### Условие задания
Продолжите отрывок о возникновении степной империи, начиная сразу после его последнего предложения.

### Приведенный отрывок
· · ·

Несмотря на огромное количество учтенных фактов и детальную разработку источников, его выводы вызывают возражения, мешающие принять их полностью. Причин к тому две: общие соображения Е. Прицака включают некоторые предвзятые мнения, не преодоленные исследователем, а частные замечания содержат «переходящие ошибки», т.е. гипотетические предположения, впоследствии опровергнутые, но удержавшиеся, потому что опровержение потонуло в море мелких статей, разлившихся в библиографический океан. К счастью, в качестве корректива к труду Прицака мы имеем теперь значительно более точную и надежную сводку тюркологических сведений в труде А. П. Кононова[333] и можем сосредоточить внимание только на общих положениях Е. Прицака, сформулированных им в начале статьи «Как возникла степная империя?». "Когда в степи появлялся талантливый организатор, он собирал вокруг себя толпу сильных и преданных людей, чтобы подчинить с их помощью свой род, а потом племя и, наконец, тот племенной союз, о котором идет речь. Потом он предпринимал со своими людьми разбойничьи походы. Если они протекали успешно, то следствием их было присоединение соседних племен. Следующей задачей было, с одной стороны, уничтожение господствующих родов племенных федераций, с другой – размещение гарнизонов в степных укреплениях, сначала на Орхон-Ононе, потом на Чу.

· · ·

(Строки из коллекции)
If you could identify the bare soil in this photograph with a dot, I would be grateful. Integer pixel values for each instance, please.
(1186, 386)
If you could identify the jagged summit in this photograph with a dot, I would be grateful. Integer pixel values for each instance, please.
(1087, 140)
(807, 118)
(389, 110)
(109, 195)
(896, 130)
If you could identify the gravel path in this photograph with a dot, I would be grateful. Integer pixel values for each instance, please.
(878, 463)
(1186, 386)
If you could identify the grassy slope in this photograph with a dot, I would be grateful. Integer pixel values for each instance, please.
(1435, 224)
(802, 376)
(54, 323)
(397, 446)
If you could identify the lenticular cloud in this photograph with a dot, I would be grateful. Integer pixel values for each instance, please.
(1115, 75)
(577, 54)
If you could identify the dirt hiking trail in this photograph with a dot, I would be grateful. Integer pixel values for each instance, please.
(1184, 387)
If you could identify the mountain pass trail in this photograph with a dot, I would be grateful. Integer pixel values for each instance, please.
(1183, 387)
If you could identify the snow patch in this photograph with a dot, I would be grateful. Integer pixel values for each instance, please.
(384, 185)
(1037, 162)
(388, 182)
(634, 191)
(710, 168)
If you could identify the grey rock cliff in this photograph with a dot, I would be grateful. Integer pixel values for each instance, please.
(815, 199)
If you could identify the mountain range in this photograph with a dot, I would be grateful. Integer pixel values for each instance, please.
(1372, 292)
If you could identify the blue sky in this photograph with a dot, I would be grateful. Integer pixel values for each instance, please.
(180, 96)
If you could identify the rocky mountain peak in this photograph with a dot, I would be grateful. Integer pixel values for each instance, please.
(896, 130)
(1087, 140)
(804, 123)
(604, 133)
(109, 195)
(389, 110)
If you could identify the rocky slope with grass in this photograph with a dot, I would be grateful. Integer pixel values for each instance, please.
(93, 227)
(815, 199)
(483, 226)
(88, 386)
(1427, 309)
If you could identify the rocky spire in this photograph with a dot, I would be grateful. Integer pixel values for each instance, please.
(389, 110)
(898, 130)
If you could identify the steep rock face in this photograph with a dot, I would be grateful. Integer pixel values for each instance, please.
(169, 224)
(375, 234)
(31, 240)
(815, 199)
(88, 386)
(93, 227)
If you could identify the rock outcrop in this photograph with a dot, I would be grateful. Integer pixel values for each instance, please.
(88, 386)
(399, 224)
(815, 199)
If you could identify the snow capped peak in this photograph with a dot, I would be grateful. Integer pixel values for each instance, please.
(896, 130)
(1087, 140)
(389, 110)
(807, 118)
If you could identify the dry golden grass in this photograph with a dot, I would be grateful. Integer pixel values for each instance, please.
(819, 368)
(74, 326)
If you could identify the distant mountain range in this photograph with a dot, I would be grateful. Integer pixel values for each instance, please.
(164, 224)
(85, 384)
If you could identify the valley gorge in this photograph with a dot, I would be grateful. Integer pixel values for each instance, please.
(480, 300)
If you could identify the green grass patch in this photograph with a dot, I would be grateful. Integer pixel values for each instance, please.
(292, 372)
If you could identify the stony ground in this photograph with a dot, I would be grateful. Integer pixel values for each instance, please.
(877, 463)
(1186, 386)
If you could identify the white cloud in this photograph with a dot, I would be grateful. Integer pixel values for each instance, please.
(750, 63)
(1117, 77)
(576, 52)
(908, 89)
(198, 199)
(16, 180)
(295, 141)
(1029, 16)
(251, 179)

· · ·

### Ответ на задание
Обладание священными местами в степи приобщило основателя новой федерации к благодати, придававшей его власти силу законности. Так как только принадлежащие к господствующему роду могли рассматриваться как господа, то созываемый на священном месте, вблизи от укрепления, курултай, в котором принимали участие старейшины племен, вошедших в эту федерацию, выбирал по старому обычаю кандидата в степные цари. Выбранный принимал обычно по предложению шамана царский титул. Этот титул выражал притязание на мировое господство. Кроме титула правителя устанавливалось название для нового государства или федерации"[334].

Основное наше несогласие с Е. Прицаком принципиально. По нашему мнению, степные объединения возникали не одним способом, а несколькими. Отмеченная Е. Прицаком выборность хана встречается реже, чем наследование власти. Уничтожение знатных родов было проведено только Чингисханом, но оно не характерно для тюрок, уйгуров и хуннов. Весьма преувеличена роль религии и «шаманов». (Очевидно, так Е. Прицак называет вообще всех колдунов и жрецов, что делает термин слишком широким и для пользования непригодным). Понятие «благодать» несовместимо с генотеистическими культами, так как помощь племенного божества «тось'я» распространялась лишь на членов данного племени, а именно этот культ господствовал в раннетюркскую эпоху[335]. Собственно говоря, Е. Прицак описал процесс установления военной демократии, но отмеченное им сочетание дружины и племени, живущего родовым строем, характерно для оседлых племен Европы, а у кочевников тот же процесс протекал иначе.

Спор об эле. Из частных вопросов, без разрешения которых понимание истории древних тюрок невозможно, следует отметить перевод термина «эльиль», как называли свою державу тюрки.

По поводу значения этого термина нет единого мнения. С. Е. Малов переводит эль как «племенной союз», но дает также значение: «государство, народ»[336]. Этого понимания придерживались Радлов, Мелиоранский, Бартольд, Томсен и Хирт.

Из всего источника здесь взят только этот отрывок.